Study text:
########################################

The major finding of this study is that changes in eating speed can affect obesity, BMI and waist circumference. The control of eating speed may therefore be a possible means of regulating body weight and preventing obesity, which in turn reduces the risk of developing non-communicable diseases. Eating quickly is associated with impaired glucose tolerance and insulin resistance,18 19 and is a known risk factor for diabetes through increases in body weight.20 Other studies have also reported associations between eating quickly and increased BMI, indicating that eating speed is a contributing factor for obesity.7 8 21–26 A possible reason for this association is that fast eaters may continue to eat until they feel full despite having already consumed an adequate amount of calories, and the combined effect of eating quickly and overeating may contribute to weight gain.27 In contrast, eating slowly may help to increase feelings of satiety before an excessive amount of food is ingested.28–30 A prospective study of schoolgirls found that the reduction of eating speed was able to suppress weight gain and prevent obesity.31 The findings of these studies are consistent with those of our analysis.
In addition to BMI-based definitions of obesity, waist circumference-based definitions of abdominal obesity have also become increasingly important in recent years. Cerhan et al proposed that assessments of waist circumference should accompany assessments of BMI.32 As a supplementary analysis, we employed a fixed-effects model to examine the effects of changes in eating speed on waist circumference in our subjects. The results showed that when compared with fast eaters, normal-speed eaters and slow eaters had reductions in waist circumference of 0.21 cm and 0.41 cm, respectively (P<0.001). These results support our findings of the effects of changes in eating speed on obesity.
Our results also indicated that frequently eating dinner within 2 hours before sleeping, snacking after dinner and skipping breakfast contribute to the development of obesity. Previous studies have identified eating after dinner and within 2 hours before sleeping as risk factors of metabolic syndrome.7 This supports our findings that the cessation of these habits can help to reduce obesity and BMI. Skipping breakfast has also been shown to be associated with excess weight and obesity, and is a risk factor of metabolic syndrome.7 9 33 Our generalised estimating equation model revealed that consistently eating breakfast can reduce obesity, which also corroborates the findings of previous studies. However, our fixed-effects model showed that consistently eating breakfast did not affect changes in BMI. It has been reported that skipping breakfast over a long period is associated with high BMI and elevated cardiometabolic risks.34 Consistently eating breakfast may therefore help to control obesity and BMI.

########################################

Free-text object descriptions:
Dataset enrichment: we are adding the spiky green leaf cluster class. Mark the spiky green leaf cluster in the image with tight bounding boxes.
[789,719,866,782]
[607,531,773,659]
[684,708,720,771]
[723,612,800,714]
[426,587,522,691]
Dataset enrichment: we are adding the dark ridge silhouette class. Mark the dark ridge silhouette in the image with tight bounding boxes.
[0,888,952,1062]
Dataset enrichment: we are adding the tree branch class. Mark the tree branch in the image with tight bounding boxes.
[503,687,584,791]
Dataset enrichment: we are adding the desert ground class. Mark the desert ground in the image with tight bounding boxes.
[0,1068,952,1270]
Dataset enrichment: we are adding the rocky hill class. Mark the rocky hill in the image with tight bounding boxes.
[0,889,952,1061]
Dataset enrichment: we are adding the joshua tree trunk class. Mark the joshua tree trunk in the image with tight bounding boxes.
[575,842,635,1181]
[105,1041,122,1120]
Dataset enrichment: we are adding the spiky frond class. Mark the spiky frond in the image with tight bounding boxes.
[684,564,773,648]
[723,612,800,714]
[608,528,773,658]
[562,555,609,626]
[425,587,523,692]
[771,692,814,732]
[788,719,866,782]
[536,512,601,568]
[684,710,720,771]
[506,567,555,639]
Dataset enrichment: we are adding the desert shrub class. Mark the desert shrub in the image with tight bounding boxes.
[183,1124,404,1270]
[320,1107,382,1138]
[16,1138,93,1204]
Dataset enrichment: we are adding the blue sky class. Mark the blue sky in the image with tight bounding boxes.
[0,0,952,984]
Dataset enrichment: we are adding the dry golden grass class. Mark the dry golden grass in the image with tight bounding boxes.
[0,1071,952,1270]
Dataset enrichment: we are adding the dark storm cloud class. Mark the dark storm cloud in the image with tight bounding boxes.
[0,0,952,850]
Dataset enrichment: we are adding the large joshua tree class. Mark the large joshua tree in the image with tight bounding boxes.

########################################

Apply what you read:
A. Translate this sentence from the passage on eating speed into Spanish: "These results support our findings of the effects of changes in eating speed on obesity."
B. According to the passage on eating speed, by how much was the waist circumference of slow eaters reduced when compared with fast eaters?
C. Output the part of the passage on eating speed from "In addition to" to "speed on obesity.".

Solved problems:
A. Estos resultados respaldan nuestros hallazgos sobre los efectos de los cambios en la velocidad al comer sobre la obesidad.

B. It was reduced by 0.41 cm.

C.
In addition to BMI-based definitions of obesity, waist circumference-based definitions of abdominal obesity have also become increasingly important in recent years. Cerhan et al proposed that assessments of waist circumference should accompany assessments of BMI.32 As a supplementary analysis, we employed a fixed-effects model to examine the effects of changes in eating speed on waist circumference in our subjects. The results showed that when compared with fast eaters, normal-speed eaters and slow eaters had reductions in waist circumference of 0.21 cm and 0.41 cm, respectively (P<0.001). These results support our findings of the effects of changes in eating speed on obesity.